Ha 24 anni, lavora in un noto ristorante del centro di Roma. “Martedì il cuoco ci dice: ‘Mi sento strano’. Fa un tampone rapido ed è positivo. Prende la giacca e va a casa”. Il titolare chiude il ristorante. “Ha anche avvertito la Asl”, spiega il giovane, che chiameremo Giovanni. È vaccinato con due dosi ma il giorno dopo sta male: “Mi è venuta la febbre, non sentivo i sapori e giovedì ho fatto un tampone rapido anch’io: positivo. In teoria serve la conferma del molecolare, l’ho fatto privato a domicilio per non uscire di casa: mi è costato una piotta e sto aspettando il risultato. Ma il mio medico ha detto che bastava l’antigenico, ha confermato che è Covid e l’ha comunicato alla Asl”, che è sempre Roma 1. Sono positivi anche altri colleghi, non è l’unico cluster nei ristoranti romani. “E non riusciamo ad avvisare tutti i clienti perché non prendiamo più nomi e numeri telefonici, non siamo tenuti a farlo”, racconta. Però Giovanni, in quarantena da martedì 14 per il contatto con il cuoco e positivo da giovedì 16, fino a ieri pomeriggio aveva ancora un Green pass, anzi un Super green pass, perfettamente valido: l’abbiamo verificato con l’app C-19 del ministero della Salute. Se volesse, potrebbe andare a cena in un altro ristorante, superare i controlli e infettare tutti.
Com’è possibile? Forse la farmacia del quartiere Montesacro che ha fatto il test antigenico non l’ha caricato sulla tessera sanitaria, come è tenuta a fare anche con quelli positivi che danno diritto al Green pass (base) per i non vaccinati? “Sarebbe strano, mi hanno chiesto la tessera e hanno registrato tutto…”. E la segnalazione l’ha fatta anche il medico di famiglia, oltre al datore di lavoro. “Noi non riusciamo a tracciare tutti i positivi, molti ci scappano – spiegano dalla Asl Roma 1 –. Qui però non dipende da noi, i tamponi dovrebbero andare in automatico sulla piattaforma Ts, quella della tessera sanitaria”.

Consegna A:
Rispondi a queste domande sull'estratto sul Green pass:
(i) Con quale app è stato verificato il Super green pass di Giovanni?
(ii) In quale quartiere si trova la farmacia che ha fatto il test antigenico?
(iii) Secondo la Asl Roma 1, su quale piattaforma dovrebbero andare in automatico i tamponi?
Consegna B: Prosegui l'estratto sul Green pass partendo dopo la sua ultima frase, per favore.
Le righe sono materiale a sé, separato dall'estratto sul Green pass.

Righe del dataset:
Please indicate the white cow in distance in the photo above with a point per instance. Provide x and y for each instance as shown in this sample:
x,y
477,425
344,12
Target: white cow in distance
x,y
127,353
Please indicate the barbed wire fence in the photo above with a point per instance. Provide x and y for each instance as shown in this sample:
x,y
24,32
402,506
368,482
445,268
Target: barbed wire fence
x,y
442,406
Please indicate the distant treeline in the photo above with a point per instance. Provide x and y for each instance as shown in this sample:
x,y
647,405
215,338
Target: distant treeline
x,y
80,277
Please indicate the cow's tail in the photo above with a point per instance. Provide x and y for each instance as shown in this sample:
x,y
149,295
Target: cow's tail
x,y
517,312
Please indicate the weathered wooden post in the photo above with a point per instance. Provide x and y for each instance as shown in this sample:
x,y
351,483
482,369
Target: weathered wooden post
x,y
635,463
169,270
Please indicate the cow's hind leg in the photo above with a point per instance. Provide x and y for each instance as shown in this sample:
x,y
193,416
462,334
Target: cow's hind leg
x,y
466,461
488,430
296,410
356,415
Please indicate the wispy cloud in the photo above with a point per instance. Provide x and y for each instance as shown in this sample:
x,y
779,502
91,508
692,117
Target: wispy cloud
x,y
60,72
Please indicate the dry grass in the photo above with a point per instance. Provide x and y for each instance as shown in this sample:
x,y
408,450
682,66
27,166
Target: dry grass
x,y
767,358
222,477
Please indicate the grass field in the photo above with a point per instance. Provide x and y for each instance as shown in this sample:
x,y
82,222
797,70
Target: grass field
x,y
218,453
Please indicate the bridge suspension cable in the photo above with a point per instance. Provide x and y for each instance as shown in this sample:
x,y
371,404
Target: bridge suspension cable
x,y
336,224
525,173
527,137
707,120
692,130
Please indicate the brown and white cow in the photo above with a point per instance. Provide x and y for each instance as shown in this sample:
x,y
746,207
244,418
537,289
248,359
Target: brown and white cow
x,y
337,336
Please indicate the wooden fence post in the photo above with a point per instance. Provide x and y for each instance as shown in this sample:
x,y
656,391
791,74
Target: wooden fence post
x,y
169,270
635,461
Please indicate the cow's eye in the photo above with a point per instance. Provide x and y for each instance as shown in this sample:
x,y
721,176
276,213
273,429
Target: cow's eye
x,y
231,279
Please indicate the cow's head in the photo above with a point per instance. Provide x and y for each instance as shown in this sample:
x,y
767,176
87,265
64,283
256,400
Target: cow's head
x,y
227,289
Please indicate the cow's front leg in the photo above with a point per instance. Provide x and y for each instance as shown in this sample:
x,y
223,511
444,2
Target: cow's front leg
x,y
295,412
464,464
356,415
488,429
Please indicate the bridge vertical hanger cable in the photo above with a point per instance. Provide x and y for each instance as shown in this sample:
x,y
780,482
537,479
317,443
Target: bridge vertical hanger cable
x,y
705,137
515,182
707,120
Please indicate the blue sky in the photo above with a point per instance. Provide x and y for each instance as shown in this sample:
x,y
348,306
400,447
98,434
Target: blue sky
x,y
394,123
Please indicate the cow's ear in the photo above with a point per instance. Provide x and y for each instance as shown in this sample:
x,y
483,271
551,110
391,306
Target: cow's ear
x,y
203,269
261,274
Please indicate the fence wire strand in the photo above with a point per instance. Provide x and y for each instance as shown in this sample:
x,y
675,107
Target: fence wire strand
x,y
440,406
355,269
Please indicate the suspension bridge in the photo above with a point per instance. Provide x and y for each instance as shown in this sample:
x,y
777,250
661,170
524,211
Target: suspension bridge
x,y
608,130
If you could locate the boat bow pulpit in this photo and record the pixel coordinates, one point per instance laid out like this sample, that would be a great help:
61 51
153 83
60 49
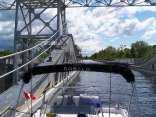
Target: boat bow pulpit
112 68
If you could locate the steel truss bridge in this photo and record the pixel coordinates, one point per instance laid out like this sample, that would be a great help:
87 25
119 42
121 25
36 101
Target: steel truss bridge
51 37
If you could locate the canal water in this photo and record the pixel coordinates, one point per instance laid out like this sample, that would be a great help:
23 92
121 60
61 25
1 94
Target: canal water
121 90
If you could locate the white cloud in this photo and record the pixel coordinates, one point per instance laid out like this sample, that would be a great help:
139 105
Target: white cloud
149 34
93 28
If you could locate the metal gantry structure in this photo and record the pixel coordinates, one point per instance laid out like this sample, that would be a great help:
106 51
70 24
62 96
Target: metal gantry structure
33 26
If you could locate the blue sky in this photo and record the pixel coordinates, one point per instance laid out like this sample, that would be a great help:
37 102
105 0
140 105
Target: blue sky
96 28
103 27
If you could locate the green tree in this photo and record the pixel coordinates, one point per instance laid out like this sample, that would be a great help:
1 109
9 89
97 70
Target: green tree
139 49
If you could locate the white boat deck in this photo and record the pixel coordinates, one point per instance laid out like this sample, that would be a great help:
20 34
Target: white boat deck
100 115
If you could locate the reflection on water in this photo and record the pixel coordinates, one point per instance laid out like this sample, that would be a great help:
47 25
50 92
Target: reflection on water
121 90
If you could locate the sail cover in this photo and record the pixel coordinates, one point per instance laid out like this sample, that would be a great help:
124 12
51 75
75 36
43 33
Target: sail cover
112 68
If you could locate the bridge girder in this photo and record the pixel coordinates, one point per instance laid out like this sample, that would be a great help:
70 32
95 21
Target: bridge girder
26 4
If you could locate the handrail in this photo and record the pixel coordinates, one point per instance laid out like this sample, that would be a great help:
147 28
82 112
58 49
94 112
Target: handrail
27 50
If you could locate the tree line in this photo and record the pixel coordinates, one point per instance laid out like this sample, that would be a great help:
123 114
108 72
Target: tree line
138 49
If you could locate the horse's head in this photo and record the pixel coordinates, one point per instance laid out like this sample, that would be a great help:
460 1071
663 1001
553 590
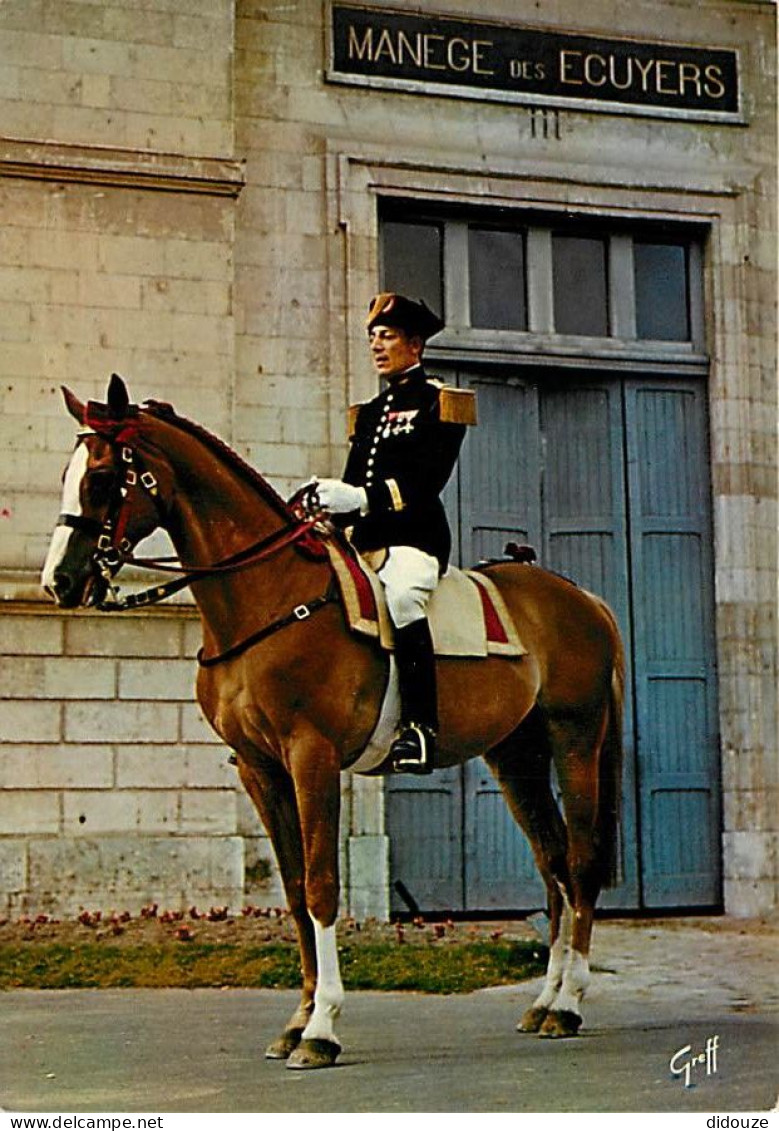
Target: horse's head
109 501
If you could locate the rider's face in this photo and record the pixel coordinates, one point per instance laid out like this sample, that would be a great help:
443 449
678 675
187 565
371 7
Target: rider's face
392 350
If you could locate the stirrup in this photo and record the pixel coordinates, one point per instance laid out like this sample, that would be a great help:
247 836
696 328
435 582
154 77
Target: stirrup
412 752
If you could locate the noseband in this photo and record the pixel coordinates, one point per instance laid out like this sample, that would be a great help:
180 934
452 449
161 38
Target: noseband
113 549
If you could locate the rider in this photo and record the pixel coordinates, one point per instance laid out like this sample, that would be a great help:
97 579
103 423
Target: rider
405 443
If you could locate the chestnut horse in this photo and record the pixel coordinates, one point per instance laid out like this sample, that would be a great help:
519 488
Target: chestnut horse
296 694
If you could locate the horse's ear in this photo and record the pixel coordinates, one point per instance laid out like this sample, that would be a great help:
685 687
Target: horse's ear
118 397
74 405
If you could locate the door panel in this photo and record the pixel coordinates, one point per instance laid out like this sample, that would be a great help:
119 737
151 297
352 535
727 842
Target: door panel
424 823
586 538
675 681
608 480
498 468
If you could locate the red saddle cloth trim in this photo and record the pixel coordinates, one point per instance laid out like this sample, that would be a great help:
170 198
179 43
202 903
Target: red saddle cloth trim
493 626
363 588
492 621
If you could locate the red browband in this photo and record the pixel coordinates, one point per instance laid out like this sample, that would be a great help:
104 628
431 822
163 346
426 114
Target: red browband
98 419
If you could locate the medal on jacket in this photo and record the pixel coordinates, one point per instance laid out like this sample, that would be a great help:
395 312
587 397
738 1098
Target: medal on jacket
400 423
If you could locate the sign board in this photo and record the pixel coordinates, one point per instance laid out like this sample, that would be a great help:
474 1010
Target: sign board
442 54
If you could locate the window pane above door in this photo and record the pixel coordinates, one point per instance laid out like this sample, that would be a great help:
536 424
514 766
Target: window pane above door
496 278
580 285
661 305
413 261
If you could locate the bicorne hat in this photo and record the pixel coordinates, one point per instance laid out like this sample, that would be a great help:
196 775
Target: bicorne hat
414 318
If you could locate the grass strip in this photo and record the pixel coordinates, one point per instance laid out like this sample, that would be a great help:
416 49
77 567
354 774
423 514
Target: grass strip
191 965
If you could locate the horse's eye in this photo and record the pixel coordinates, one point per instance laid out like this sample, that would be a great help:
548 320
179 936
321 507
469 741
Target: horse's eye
100 485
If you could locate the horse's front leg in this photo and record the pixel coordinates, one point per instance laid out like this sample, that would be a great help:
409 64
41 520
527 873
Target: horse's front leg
316 771
271 792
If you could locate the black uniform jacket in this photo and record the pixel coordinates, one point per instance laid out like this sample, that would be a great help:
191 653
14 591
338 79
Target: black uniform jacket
405 445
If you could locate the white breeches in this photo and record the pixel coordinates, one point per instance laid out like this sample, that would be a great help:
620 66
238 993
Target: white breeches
409 576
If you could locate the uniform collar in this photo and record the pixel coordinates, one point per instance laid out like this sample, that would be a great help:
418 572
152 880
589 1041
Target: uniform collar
408 377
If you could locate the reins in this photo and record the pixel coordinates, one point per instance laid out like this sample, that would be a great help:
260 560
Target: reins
251 555
113 550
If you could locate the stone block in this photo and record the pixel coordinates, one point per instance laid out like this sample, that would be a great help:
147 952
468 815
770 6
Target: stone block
97 812
750 856
28 811
25 635
13 868
55 678
24 721
368 858
128 872
195 727
121 722
55 767
750 898
138 636
208 811
156 679
174 767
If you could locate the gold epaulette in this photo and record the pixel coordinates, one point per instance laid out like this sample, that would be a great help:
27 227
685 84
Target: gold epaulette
457 406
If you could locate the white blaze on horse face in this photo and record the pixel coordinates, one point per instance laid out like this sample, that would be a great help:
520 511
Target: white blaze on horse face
329 993
71 504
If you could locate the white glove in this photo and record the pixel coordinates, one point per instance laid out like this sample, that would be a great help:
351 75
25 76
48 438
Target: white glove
340 498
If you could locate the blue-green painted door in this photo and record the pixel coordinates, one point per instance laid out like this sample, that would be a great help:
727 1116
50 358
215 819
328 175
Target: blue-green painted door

Risposta scritta A:
(i) Con l'app C-19 del ministero della Salute.
(ii) Nel quartiere Montesacro.
(iii) Sulla piattaforma Ts, quella della tessera sanitaria.

Risposta scritta B:
Sarà che il tampone di Giovanni, oltre che antigenico, è troppo recente? Non sembra. La presidente Pd dell’Assemblea capitolina, Svetlana Celli, ieri aveva un Super green pass valido nonostante sia positiva al Covid dall’11 dicembre, con tanto di terza dose: “Avevo la febbre – racconta Celli – e ho fatto il tampone molecolare al Campus biomedico. I miei genitori sono stati in isolamento ma per fortuna erano negativi e hanno ricevuto la comunicazione che potevano scaricare il nuovo pass. La manderanno anche a me se, come spero, sarò negativa il 21”, dice la presidente del Consiglio comunale di Roma. Probabile ma del tutto superfluo mancando la revoca del vecchio certificato verde.
Fino a ieri C-19 non registrava neppure contagi più risalenti: lasciapassare regolare per un’insegnante romana, positiva dall’8 dicembre con tampone molecolare della Asl. È stato invece revocato il pass di suo figlio, pure contagiato: “Forse il pediatra è stato più efficiente del mio medico?”. Difficile anche quello, dovrebbe bastare la registrazione del tampone. Sembra tutto casuale. “Servirebbe un campione statisticamente affidabile”, suggerisce Celli. Il nostro certamente non lo è: un pass revocato e tre no. Nessuno di loro si azzarderebbe ad andare in giro ma, se lo facessero, i loro Qr code darebbero luce verde.
Il problema era noto, i ministeri della Salute e dell’Innovazione ci hanno lavorato con la Sogei e ieri sulla Gazzetta ufficiale è stato pubblicato il Dpcm che ri-disciplina la revoca del Green pass per intervenuta positività, la sua comunicazione al sistema europeo Gateway e l’annullamento della revoca erronea. Le regole di base erano già nell’allegato B al Dpcm del 12 ottobre. Non sono bastate. Magari stavolta basteranno.